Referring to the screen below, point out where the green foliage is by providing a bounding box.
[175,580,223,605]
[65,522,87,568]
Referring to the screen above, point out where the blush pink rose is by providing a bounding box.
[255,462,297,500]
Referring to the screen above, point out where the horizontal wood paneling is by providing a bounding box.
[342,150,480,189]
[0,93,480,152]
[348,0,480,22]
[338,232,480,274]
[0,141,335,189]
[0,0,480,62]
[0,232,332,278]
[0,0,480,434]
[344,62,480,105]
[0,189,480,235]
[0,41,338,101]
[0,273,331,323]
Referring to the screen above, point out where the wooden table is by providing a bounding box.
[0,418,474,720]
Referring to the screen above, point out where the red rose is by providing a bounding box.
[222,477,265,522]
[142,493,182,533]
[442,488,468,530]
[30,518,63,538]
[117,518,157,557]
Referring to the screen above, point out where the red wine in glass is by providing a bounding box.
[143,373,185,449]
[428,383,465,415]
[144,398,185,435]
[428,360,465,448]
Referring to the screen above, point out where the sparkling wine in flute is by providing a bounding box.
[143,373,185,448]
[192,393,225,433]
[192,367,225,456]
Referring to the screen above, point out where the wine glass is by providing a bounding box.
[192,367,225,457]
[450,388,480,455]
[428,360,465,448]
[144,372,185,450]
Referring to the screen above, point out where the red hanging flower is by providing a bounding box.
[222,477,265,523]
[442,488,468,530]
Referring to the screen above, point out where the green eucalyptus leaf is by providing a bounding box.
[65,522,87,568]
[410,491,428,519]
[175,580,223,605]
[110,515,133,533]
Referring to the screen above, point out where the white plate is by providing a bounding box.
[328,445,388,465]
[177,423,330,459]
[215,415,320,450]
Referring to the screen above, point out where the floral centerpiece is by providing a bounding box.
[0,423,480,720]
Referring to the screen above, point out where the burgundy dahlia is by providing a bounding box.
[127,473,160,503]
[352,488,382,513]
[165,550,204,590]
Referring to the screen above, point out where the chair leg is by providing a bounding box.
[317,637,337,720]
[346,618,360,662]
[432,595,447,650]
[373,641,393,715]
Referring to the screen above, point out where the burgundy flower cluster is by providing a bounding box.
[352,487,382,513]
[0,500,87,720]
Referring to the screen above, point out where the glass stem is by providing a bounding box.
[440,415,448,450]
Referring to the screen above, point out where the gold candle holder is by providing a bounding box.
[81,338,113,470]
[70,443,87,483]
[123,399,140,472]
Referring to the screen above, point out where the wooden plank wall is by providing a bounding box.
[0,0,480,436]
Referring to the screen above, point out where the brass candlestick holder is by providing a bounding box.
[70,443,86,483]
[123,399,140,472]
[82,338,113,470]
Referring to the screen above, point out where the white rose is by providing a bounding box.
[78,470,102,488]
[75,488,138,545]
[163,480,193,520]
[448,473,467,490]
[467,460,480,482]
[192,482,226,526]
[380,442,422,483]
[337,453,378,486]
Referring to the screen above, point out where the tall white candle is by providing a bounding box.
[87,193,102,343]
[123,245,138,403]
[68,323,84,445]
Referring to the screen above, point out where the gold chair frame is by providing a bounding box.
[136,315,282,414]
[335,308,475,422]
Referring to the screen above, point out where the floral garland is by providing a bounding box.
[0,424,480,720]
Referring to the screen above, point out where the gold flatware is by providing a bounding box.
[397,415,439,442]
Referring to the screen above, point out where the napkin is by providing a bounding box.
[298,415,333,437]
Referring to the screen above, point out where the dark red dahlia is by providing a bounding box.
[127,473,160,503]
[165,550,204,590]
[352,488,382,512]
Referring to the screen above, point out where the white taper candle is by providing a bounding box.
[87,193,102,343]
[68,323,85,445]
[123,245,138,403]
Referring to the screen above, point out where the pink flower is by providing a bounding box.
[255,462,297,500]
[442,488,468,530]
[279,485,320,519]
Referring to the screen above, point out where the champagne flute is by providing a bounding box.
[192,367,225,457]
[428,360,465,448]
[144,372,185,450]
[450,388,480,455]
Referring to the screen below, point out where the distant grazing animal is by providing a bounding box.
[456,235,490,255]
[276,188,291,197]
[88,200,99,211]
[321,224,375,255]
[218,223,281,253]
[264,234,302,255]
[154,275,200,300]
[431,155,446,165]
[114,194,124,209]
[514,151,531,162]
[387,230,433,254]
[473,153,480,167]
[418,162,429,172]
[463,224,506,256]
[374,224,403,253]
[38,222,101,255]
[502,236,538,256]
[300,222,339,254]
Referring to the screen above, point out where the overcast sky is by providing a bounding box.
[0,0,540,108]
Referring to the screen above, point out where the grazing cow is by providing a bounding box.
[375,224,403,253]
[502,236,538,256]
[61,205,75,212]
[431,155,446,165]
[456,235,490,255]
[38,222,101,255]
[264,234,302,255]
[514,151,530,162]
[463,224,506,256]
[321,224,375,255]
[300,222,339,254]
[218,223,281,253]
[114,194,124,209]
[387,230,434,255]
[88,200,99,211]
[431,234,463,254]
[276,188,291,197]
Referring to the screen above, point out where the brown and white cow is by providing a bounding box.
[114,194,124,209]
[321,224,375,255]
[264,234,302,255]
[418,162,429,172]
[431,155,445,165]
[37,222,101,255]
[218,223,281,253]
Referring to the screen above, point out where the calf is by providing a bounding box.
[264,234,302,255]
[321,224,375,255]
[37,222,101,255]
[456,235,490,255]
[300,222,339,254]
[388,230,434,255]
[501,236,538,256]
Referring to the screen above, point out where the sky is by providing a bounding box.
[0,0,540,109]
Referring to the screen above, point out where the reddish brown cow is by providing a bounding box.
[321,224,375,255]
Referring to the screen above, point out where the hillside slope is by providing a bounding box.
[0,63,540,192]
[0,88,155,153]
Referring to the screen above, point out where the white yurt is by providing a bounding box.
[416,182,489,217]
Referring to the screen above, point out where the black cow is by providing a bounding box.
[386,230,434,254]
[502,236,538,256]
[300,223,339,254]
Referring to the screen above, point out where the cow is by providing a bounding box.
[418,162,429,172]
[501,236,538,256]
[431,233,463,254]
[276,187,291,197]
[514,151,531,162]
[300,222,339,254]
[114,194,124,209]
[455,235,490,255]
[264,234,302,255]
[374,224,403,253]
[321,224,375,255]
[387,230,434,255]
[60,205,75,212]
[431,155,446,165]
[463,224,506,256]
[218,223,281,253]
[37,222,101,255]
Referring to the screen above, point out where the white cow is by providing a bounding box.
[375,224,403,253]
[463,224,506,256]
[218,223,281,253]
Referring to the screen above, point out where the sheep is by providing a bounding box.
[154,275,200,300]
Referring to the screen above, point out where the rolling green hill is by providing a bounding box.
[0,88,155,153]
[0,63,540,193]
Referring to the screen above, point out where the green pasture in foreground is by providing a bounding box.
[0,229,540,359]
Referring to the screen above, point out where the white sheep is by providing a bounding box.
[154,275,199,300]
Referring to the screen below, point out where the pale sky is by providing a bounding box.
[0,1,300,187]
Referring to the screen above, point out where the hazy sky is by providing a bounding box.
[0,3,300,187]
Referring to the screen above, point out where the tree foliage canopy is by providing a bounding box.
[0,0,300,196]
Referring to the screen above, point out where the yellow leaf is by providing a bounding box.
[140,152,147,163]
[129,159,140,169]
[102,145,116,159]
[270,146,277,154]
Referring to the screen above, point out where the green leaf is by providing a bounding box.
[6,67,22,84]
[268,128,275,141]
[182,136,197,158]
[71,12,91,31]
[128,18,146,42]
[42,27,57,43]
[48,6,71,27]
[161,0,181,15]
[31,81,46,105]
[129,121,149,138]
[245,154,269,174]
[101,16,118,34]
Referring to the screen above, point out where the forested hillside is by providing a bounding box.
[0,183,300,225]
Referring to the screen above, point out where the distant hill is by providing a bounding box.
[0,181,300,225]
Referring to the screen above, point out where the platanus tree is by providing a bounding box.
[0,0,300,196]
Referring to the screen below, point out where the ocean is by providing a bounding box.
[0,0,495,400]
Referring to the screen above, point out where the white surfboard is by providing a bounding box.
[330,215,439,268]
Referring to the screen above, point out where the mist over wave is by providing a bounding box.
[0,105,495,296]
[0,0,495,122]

» What the task asks
How many lines in the listing above contain the string "flower"? Reply with the number alone.

» Reply to the task
3